- **Source text**:
★ ★ ★ ★ ★

GPU Test and nvidia-smi

baileydo · July 19, 2023, 5:34pm

When running GPU test to validate install we get an error we traced back to the newer versions of nvidia-smi have dropped/changed some of the specified options. for example --querygpu is now --query-gpu. Driver package 530.30.02 looks like it should work,. 535.54.03 that came out on June 13th appears to have dropped some of these options and causes the GPU testes to fail. Has anyone else had this experience, any chance it could be “fixed” in a future patch/release? Thanks

--------------------
[CPU:  208.9 MB]
Obtaining GPU info via `nvidia-smi`...

★ ★ ★ ★ ★

- **Exercise details**:
Using the nvidia-smi post above, answer each question in a few words.
(a) What option name does the post give as the new form of --querygpu?
(b) Which driver package version looks like it should work?
(c) On what date did driver package 535.54.03 come out?

★ ★ ★ ★ ★

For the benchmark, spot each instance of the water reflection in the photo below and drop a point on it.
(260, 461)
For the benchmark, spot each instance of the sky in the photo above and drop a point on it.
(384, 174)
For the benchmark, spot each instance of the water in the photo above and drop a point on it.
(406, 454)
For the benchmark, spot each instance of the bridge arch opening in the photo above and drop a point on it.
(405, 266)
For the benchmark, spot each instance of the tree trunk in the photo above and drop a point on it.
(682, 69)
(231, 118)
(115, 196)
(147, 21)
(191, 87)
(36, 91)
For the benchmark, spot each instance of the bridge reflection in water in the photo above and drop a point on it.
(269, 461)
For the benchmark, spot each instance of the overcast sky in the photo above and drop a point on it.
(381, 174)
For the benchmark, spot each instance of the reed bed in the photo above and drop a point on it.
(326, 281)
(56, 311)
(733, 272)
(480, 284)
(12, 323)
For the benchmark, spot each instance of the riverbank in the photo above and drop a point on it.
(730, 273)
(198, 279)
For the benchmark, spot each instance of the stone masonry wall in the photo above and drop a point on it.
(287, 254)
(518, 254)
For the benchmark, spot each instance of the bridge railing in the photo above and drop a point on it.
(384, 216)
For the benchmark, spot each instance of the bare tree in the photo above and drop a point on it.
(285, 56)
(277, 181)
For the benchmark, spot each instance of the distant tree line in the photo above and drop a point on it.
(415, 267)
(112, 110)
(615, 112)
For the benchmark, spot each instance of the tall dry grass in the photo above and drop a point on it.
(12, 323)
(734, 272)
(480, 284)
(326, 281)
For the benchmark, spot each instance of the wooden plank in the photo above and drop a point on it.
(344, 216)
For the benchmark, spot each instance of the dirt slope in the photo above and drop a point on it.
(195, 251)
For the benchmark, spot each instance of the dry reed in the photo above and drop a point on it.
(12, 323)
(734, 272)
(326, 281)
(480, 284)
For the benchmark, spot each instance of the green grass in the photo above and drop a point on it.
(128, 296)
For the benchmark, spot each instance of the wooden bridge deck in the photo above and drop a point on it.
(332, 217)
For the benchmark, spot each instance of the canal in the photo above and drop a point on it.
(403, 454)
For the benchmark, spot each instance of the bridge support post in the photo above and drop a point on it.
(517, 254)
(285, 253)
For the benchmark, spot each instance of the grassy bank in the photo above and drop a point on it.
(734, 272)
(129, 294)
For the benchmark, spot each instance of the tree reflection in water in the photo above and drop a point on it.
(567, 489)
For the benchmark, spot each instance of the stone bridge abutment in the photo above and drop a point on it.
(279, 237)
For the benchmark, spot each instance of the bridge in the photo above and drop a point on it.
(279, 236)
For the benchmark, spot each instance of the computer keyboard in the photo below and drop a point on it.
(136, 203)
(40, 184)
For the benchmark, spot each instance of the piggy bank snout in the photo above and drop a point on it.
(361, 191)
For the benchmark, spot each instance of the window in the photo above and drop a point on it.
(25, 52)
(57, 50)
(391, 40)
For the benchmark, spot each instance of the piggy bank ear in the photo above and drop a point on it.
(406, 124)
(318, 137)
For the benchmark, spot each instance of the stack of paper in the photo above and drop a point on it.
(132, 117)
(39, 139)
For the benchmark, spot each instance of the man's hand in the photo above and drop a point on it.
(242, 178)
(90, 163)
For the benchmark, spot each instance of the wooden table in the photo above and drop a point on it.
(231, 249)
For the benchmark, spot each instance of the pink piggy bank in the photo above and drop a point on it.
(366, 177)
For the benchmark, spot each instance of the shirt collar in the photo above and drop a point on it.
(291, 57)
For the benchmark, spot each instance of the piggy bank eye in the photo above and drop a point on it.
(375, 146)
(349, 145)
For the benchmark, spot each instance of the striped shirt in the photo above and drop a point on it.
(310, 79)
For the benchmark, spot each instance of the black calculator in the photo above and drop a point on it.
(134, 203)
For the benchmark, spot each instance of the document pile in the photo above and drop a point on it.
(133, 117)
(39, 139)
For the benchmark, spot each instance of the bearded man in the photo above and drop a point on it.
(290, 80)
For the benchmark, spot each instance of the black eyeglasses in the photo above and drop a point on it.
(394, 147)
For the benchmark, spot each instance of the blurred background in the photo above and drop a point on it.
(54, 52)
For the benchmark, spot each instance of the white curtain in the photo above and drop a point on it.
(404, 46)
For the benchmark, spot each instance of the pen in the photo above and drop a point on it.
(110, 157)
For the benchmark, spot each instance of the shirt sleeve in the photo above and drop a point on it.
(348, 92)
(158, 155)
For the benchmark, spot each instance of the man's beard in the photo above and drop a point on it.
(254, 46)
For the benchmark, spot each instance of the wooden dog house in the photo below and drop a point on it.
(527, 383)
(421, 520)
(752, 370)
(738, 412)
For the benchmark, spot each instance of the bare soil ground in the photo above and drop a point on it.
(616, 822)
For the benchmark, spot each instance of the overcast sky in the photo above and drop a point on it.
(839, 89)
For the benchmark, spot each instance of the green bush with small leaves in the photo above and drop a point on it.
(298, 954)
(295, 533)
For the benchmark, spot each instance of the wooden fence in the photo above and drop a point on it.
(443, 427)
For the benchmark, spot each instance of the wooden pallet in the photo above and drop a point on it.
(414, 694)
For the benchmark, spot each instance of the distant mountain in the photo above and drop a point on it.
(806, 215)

★ ★ ★ ★ ★

- **Solution to this exercise**:
(a) --query-gpu
(b) 530.30.02
(c) June 13th